**À faire:**
Rédigez la suite de l'article sur les banques d'images, à partir de sa dernière phrase.

**Texte fourni:**
§ §

BANQUES D’IMAGES

Clichés uniformes

Une nymphe blonde, les bras offerts au ciel, contemple le soleil dans un champ de marguerites. Une jeune femme en vêtements de yoga s’esclaffe en mangeant de la salade. Une adolescente contemple son visage dans un miroir. Un groupe de vacanciers en bermudas sautent en chœur sur une plage déserte…

Ces clichés aux visages ordinaires et anonymes, vous les avez vus des centaines de fois, peut-être dans un magazine féminin, dans le métro ou sur le web. D’où viennent-ils ? Qui les a photographiés ? Et pourquoi les modèles ont-ils tous l’air vaguement scandinaves ?

La photographe Martine Doucet sait tout (ou presque) du vaste et méconnu univers du stock-shot. D’abord, parce que, depuis six ans, elle est une des rares Montréalaises à vendre des photos à des agences de banques d’images. Et aussi, parce que sa curiosité pour ce monde sans frontières lui a donné le bagage de connaissances requis pour offrir un cours sur le sujet, au collègue Marsan.

« Au début, dans le milieu, quand je disais que je faisais du stock, c’était interprété comme si je vendais mon âme au diable. »

— Martine Doucet, photographe

Arrivée dans le marché du stock-shot en 2008, Martine Doucet est l’auteure d’environ 2500 photos de stock sur lesquelles elle cède ses droits, dont certaines placardent le métro de Paris ou illustrent des campagnes de publicité pour toutes sortes de produits ou de services.

À l’instar de la majorité des photographes de stock-shot, Martine Doucet utilise des amis et des membres de sa famille comme modèles pour ses séances photo. « Quelqu’un m’a déjà appelée pour me dire qu’il avait vu ma fille dans une promotion de Noël, à Paris. »

UNE MARÉE D’IMAGES EN VRAC

La démocratisation de la photo numérique et de l’internet a été à l’origine de l’explosion de l’industrie du stock-shot. Les premiers grands acteurs de cette industrie, Getty et Corbis, ont lancé le bal en rachetant des fonds d’archives qu’ils ont numérisés, en les mettant à la disposition des agences de publicité, des magazines, des journaux…

« Autrefois, dans les magazines ou les journaux, on engageait des photographes et des stylistes pour, par exemple, faire des photos du printemps, de l’Halloween ou d’autres thèmes », raconte Martine Doucet, qui a débuté dans le métier de photographe au moment même où les archives « maison » ont bifurqué vers l’utilisation des banques d’images.

§ §

**Jeu de données:**

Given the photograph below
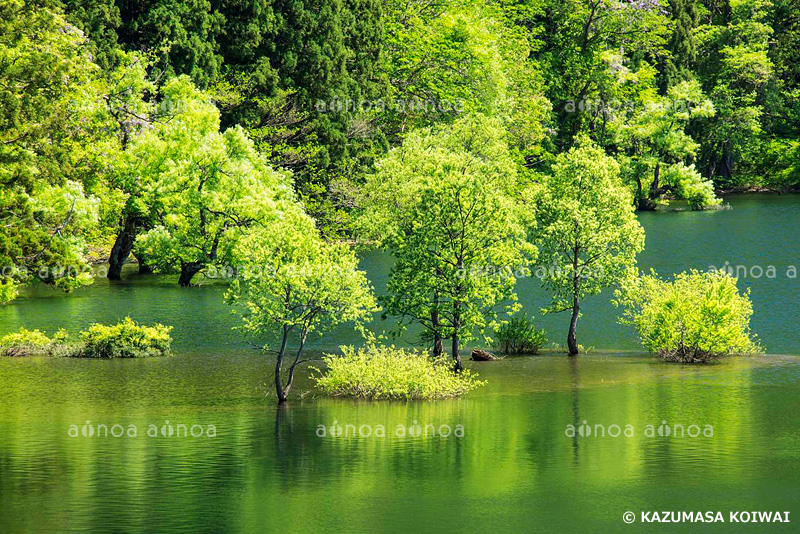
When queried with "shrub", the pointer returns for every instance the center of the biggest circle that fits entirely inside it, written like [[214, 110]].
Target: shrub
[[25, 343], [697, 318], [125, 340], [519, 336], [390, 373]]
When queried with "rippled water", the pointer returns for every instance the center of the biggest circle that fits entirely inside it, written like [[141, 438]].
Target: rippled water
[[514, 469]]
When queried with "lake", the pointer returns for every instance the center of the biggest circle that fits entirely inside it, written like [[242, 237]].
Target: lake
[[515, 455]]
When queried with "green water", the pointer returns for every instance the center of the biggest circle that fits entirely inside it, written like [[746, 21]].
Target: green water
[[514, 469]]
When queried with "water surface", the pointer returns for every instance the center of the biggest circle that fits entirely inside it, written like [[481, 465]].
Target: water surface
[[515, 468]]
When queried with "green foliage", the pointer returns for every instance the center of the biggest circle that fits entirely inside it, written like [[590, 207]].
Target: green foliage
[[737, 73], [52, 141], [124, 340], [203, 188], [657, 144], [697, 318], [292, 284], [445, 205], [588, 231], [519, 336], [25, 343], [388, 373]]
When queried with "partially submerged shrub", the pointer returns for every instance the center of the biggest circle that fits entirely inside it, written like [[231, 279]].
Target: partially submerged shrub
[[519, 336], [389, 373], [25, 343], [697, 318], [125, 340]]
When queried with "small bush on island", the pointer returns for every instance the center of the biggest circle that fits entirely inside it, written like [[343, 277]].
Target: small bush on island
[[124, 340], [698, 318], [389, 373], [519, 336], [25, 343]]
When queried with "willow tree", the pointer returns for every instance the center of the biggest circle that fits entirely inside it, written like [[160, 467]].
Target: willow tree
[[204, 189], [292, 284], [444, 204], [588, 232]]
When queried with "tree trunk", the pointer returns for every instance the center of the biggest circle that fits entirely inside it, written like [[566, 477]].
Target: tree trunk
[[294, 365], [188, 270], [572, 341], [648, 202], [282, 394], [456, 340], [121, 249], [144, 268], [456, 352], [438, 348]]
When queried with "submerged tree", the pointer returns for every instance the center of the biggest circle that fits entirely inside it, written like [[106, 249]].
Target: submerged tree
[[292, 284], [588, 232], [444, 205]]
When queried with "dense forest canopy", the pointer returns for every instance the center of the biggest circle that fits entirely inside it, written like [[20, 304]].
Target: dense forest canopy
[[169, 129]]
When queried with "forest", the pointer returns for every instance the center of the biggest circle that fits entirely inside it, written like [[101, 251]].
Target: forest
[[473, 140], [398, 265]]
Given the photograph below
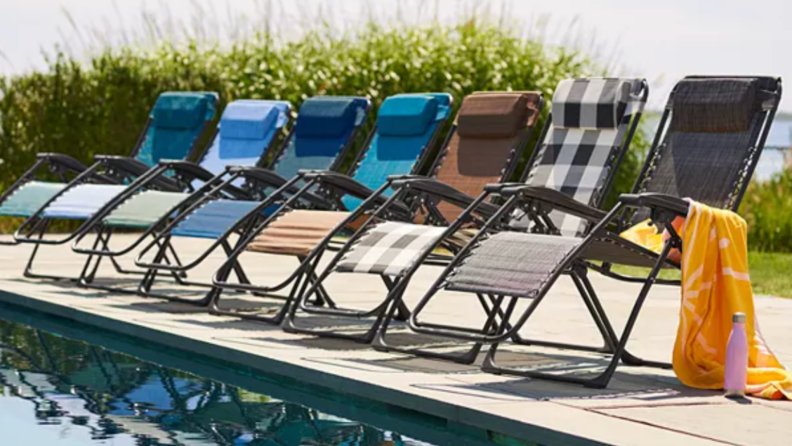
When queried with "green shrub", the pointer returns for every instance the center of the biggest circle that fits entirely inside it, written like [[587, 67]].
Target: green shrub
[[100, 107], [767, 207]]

§ §

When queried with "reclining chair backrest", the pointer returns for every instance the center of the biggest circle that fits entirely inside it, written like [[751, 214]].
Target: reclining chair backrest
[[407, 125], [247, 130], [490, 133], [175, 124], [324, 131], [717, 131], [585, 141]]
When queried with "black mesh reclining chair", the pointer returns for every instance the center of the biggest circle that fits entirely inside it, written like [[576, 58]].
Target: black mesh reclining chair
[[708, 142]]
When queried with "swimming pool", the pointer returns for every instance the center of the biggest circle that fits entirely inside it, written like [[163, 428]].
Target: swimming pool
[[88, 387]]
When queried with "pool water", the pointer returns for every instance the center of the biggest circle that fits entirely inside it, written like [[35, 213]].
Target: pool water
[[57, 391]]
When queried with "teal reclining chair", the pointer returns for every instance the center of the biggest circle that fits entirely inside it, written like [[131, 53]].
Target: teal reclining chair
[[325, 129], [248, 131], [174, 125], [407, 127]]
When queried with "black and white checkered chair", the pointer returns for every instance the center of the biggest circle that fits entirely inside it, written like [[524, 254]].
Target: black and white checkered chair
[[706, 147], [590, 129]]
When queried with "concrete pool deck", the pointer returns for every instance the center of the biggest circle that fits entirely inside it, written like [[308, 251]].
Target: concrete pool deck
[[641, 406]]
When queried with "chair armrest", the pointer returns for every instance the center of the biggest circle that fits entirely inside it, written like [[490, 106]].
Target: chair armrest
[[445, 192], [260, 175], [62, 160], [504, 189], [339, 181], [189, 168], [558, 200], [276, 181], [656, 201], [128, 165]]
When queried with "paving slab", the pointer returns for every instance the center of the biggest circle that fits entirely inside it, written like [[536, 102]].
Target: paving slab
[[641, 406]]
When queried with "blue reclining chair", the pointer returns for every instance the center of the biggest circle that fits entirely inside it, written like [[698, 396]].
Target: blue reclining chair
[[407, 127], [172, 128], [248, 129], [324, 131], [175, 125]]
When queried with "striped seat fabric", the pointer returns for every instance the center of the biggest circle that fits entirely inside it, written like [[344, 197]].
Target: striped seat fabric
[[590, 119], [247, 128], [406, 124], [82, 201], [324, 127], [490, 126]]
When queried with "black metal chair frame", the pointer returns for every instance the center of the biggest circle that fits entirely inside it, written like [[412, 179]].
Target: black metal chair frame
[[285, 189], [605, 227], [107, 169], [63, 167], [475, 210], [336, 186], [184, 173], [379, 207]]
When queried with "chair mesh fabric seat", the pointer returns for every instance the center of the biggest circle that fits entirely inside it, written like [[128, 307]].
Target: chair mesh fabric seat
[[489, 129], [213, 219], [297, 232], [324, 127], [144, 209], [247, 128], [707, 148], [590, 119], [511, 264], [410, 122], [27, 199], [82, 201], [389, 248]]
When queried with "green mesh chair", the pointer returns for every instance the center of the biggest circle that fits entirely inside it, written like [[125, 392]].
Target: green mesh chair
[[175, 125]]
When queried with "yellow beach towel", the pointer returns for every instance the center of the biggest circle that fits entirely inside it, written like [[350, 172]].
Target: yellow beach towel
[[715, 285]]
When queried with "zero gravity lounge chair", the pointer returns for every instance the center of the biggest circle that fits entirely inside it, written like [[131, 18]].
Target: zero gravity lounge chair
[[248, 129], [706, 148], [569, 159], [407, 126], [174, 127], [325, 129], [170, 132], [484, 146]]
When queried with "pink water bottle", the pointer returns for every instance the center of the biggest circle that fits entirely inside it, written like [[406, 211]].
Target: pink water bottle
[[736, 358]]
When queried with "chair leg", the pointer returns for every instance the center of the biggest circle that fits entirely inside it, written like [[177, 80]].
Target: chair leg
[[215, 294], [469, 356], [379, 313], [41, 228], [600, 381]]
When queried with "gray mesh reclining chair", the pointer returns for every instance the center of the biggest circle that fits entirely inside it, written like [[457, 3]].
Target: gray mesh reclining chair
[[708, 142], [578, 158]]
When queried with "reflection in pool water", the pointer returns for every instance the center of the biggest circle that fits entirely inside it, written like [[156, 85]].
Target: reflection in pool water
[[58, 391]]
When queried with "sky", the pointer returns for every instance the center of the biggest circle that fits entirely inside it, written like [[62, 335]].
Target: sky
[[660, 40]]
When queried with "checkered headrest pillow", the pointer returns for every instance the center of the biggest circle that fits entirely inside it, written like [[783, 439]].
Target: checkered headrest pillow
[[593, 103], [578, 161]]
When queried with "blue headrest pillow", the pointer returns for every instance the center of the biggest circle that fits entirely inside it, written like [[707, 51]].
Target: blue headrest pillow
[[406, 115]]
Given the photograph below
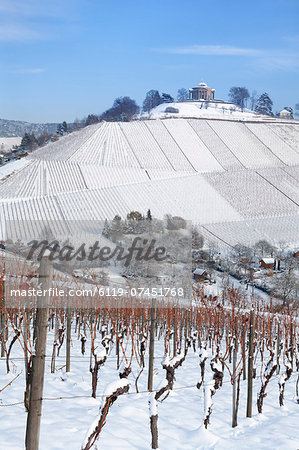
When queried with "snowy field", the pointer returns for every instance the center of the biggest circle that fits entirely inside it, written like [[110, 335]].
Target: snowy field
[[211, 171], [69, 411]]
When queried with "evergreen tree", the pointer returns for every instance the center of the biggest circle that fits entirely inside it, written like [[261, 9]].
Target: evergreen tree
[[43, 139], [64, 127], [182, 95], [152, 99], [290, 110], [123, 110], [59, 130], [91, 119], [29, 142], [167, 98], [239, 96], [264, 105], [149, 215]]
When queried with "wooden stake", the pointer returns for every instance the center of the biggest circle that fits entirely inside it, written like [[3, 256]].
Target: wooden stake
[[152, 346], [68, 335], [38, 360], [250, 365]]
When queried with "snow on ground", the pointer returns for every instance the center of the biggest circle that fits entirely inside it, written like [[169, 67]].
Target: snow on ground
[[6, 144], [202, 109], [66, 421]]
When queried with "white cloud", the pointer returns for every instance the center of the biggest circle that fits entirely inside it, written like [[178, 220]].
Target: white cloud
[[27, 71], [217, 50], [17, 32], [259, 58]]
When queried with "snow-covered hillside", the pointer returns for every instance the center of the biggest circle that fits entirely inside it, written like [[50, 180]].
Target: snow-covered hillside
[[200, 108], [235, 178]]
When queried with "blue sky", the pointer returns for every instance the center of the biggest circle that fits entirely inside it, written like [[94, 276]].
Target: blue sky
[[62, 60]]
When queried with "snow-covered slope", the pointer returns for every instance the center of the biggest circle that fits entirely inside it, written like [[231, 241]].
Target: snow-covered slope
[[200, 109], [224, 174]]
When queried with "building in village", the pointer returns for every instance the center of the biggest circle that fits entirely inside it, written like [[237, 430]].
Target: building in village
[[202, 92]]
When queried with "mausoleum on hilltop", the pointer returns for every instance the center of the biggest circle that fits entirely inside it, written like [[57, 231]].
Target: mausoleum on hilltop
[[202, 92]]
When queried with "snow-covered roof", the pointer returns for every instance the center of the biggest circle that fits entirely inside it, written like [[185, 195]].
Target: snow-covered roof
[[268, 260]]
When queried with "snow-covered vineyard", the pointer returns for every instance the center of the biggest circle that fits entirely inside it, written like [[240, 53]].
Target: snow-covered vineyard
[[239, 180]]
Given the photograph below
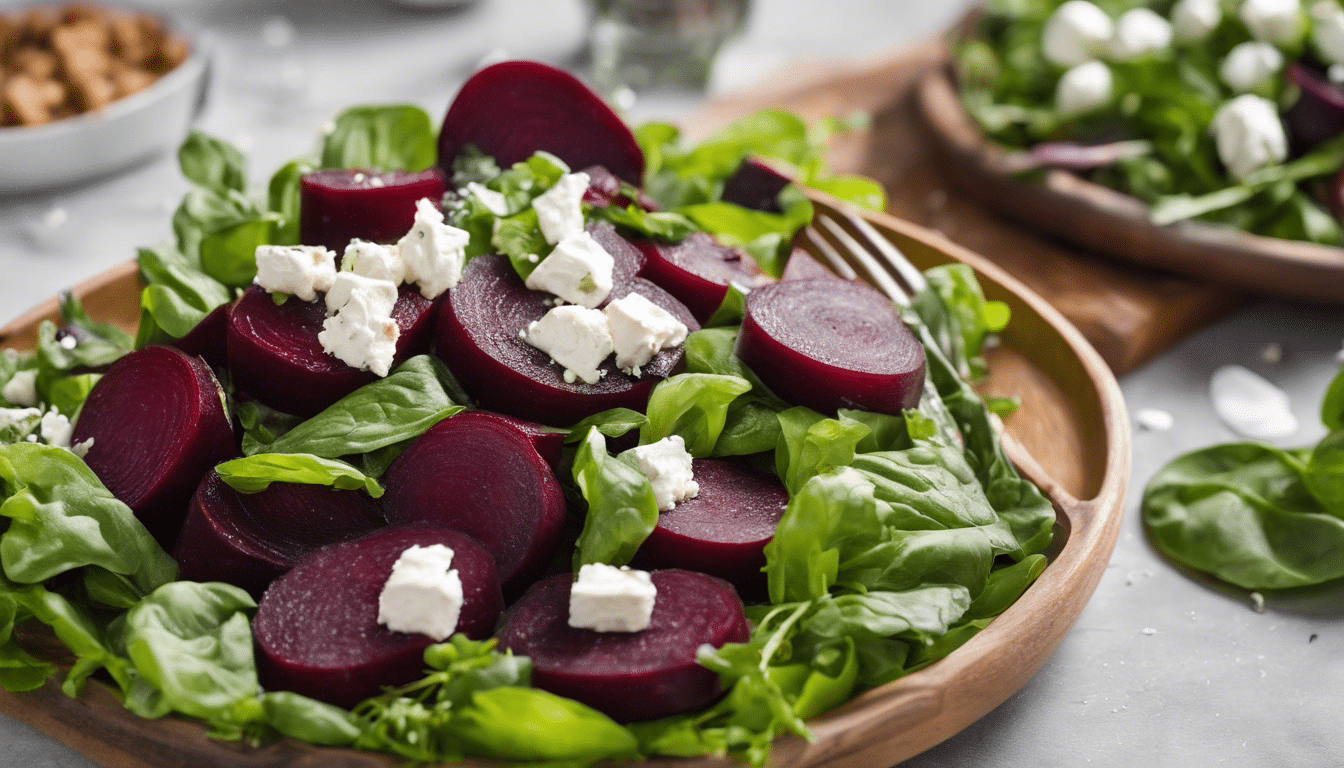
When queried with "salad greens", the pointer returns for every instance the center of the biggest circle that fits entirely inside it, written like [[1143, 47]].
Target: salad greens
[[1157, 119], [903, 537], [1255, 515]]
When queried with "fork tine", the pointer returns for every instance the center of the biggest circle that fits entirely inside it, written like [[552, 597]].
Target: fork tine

§ §

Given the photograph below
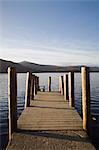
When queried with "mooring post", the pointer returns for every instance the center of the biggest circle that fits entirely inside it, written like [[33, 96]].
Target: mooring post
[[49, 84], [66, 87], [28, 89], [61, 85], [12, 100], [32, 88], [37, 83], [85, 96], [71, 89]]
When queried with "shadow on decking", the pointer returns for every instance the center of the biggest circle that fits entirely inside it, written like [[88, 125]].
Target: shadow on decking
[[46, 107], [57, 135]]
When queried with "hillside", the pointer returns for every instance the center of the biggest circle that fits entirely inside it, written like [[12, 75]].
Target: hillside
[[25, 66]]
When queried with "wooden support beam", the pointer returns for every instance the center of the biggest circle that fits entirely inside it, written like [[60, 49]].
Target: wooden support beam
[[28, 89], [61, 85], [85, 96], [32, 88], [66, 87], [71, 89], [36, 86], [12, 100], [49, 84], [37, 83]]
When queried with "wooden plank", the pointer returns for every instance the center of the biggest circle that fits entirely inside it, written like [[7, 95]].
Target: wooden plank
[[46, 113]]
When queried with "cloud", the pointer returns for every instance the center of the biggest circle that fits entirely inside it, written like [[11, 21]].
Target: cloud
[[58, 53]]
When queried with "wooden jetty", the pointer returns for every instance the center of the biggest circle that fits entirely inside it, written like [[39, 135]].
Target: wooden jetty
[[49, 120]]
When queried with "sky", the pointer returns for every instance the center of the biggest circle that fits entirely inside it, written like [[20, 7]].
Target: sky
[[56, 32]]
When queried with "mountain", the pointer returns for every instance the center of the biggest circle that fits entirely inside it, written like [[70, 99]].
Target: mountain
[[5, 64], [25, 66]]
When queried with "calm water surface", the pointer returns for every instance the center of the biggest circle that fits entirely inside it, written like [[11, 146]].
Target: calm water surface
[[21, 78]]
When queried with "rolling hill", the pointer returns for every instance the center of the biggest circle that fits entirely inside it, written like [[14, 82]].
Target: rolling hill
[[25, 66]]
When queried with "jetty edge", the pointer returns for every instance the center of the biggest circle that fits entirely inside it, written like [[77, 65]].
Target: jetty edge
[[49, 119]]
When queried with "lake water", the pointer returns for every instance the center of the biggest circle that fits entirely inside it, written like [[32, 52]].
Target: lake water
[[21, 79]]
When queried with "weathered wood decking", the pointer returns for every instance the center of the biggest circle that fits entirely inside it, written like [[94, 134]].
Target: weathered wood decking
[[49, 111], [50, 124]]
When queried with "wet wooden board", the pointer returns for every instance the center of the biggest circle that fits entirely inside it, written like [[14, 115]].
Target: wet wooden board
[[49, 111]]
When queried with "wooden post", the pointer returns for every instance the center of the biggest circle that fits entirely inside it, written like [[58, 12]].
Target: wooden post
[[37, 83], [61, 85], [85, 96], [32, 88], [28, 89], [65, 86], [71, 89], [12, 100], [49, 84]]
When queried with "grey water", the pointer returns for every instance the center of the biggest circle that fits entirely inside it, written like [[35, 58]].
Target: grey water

§ §

**Corrigé:**
L’industrie a pris du galon, s’est transformée, a évolué. Certains photographes, comme le Danois Youri Arcurs, sont devenus des mégastars de l’industrie, en produisant des centaines de milliers de clichés qui ont fini par imposer une esthétique d’uniformité anonyme. « Les modèles que Youri Arcurs a photographiés étaient des Scandinaves, blonds, avec les pommettes hautes et les yeux bleus. Cette imagerie a été très populaire jusqu’à l’année dernière, lorsqu’elle a subi un recul majeur. » 

(Voyez des exemples de photos de Youri Arcurs : http://peopleimages.com/search#ole)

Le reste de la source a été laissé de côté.